# [Stated exercise]
Locate the line that contains "Question. For every instance of the car windshield". Print it and every subsequent line through the final line of the records, exactly and only those.

# [Records to use]
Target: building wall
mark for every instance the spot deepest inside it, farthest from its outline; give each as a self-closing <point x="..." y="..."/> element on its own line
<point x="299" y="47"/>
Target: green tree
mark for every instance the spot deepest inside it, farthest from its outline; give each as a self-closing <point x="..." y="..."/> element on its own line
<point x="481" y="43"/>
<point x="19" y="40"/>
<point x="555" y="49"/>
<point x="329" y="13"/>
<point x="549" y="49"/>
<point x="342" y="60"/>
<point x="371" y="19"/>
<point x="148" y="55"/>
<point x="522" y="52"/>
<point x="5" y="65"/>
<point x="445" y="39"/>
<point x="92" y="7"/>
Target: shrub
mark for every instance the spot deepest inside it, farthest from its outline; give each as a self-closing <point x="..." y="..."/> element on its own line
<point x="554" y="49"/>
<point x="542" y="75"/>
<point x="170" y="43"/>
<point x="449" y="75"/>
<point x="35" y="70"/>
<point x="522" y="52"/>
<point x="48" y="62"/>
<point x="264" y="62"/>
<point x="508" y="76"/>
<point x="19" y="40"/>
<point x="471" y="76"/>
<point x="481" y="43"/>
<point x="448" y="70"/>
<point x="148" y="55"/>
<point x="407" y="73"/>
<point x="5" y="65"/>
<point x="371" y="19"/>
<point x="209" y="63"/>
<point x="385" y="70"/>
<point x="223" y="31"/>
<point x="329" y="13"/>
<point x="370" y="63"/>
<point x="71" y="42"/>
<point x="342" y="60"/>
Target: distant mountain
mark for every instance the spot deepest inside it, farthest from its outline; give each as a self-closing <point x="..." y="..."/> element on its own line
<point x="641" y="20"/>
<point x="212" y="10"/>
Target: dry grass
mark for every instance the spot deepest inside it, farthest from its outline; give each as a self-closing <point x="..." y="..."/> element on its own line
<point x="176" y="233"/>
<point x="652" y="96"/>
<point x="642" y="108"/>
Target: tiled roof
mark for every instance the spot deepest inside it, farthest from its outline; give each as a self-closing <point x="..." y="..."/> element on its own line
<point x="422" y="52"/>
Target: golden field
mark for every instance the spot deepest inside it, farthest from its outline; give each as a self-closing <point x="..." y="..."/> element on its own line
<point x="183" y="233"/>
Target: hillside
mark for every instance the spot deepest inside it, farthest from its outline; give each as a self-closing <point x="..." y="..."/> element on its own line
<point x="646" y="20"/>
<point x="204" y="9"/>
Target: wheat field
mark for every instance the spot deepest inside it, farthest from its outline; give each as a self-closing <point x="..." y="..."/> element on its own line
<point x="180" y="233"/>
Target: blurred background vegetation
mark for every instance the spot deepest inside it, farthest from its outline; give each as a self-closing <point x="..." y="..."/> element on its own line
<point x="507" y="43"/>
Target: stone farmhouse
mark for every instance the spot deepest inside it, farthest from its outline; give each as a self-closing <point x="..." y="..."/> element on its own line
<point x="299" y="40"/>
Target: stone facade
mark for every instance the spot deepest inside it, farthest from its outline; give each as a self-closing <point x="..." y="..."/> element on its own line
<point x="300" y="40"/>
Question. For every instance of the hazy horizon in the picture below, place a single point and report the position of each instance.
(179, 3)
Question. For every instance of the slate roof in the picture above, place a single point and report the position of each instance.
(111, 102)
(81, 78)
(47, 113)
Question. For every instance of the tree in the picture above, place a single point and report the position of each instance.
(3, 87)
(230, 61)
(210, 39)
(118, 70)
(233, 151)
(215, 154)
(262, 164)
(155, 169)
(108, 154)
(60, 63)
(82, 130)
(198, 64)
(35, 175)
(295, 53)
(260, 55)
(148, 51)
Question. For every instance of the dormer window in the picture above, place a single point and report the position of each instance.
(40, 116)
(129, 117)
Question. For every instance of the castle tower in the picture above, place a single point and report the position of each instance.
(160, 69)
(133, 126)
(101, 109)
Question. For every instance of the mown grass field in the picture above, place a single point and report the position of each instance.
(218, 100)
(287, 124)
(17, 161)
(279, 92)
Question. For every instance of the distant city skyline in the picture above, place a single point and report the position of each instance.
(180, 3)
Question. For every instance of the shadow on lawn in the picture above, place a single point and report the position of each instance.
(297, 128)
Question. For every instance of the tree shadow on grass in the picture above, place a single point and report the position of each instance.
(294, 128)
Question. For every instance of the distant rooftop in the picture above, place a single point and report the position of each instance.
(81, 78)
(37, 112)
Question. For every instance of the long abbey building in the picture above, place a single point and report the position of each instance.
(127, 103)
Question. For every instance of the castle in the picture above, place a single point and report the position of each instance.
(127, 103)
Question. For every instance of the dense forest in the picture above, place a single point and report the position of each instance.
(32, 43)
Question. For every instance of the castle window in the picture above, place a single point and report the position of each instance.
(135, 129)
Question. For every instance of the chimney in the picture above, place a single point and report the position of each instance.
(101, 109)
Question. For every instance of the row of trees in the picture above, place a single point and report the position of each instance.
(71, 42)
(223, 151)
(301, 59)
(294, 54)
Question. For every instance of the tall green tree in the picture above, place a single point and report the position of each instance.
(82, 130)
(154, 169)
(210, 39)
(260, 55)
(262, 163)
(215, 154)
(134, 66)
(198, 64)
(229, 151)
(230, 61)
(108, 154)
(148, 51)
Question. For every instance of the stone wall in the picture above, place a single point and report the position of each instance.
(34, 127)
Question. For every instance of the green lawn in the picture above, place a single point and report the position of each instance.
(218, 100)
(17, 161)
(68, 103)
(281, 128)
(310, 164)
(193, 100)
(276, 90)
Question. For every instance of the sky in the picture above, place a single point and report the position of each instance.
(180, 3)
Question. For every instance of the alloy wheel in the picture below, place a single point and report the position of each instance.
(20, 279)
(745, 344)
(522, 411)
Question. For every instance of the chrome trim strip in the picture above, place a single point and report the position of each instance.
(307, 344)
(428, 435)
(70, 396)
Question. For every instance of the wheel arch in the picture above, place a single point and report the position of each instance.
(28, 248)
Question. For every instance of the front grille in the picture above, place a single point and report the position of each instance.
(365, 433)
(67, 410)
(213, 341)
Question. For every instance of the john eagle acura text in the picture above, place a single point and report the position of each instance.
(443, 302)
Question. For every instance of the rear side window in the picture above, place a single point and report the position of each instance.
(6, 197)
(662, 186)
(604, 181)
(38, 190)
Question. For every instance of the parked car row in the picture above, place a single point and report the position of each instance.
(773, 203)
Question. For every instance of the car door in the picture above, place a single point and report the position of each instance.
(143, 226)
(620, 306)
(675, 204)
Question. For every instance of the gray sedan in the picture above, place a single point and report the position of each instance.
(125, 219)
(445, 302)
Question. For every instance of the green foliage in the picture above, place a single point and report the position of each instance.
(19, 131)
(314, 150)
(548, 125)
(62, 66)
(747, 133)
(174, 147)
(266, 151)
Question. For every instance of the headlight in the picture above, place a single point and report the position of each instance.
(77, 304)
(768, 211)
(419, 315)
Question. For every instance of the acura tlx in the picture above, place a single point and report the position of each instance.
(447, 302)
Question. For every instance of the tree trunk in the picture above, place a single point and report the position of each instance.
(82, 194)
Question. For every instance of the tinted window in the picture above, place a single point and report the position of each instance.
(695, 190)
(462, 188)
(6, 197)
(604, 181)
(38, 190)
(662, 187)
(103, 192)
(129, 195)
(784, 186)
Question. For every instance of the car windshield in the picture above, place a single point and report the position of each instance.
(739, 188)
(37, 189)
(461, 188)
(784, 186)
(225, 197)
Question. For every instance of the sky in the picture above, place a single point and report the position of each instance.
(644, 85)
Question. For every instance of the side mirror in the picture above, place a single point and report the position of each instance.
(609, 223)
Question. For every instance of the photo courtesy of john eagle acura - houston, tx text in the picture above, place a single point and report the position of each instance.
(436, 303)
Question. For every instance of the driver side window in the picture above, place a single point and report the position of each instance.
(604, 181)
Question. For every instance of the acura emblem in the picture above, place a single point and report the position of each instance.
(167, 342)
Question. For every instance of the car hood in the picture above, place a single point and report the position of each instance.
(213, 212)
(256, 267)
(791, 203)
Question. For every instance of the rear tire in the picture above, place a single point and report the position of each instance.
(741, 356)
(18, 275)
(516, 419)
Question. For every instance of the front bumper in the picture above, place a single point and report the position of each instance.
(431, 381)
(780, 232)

# [Task output]
Question. For every instance of the car windshield in the picture above, place a single point and report the position of each instance.
(739, 188)
(37, 189)
(461, 188)
(784, 186)
(225, 197)
Question. For every instance of the sky in the picture above, place a single point and report the position of each instance.
(644, 85)
Question. For every instance of the side mirror in the picture above, place a single point and report the position of each instance.
(609, 223)
Question. For every instance of the photo courtesy of john eagle acura - houston, tx text in the picture above, place a single point and report the position of each instance.
(436, 303)
Question. For every instance of the driver side window in the picture above, place a single point and report the position of each instance.
(604, 181)
Question. For every instance of the acura emblem in the picture above, place a single point and report the position of each instance.
(167, 342)
Question. For every instance of the car hood in the picture above, place a single point and report the position of each instance.
(213, 212)
(256, 267)
(791, 203)
Question. For every instance of the rear tire in the picture above, place a single point and report the position of each instance.
(741, 356)
(18, 275)
(516, 419)
Question. For every instance of the front bumper in the picture above, place a single point and report the position of each instance.
(431, 381)
(780, 232)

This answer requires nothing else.